## start Available data

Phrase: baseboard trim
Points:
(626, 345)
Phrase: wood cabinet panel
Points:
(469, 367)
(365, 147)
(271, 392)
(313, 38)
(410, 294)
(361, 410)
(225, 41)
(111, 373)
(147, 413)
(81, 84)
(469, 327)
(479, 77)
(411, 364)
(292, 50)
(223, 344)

## end Available data

#### Problem requirements:
Rename "Phrase" to "Query" throughout the records above. Keep every other line unchanged.

#### Written solution:
Query: baseboard trim
Points:
(626, 345)
Query: wood cabinet panel
Points:
(469, 367)
(365, 147)
(271, 392)
(313, 38)
(410, 294)
(361, 410)
(225, 41)
(111, 373)
(147, 413)
(81, 84)
(469, 327)
(479, 77)
(411, 364)
(292, 50)
(223, 344)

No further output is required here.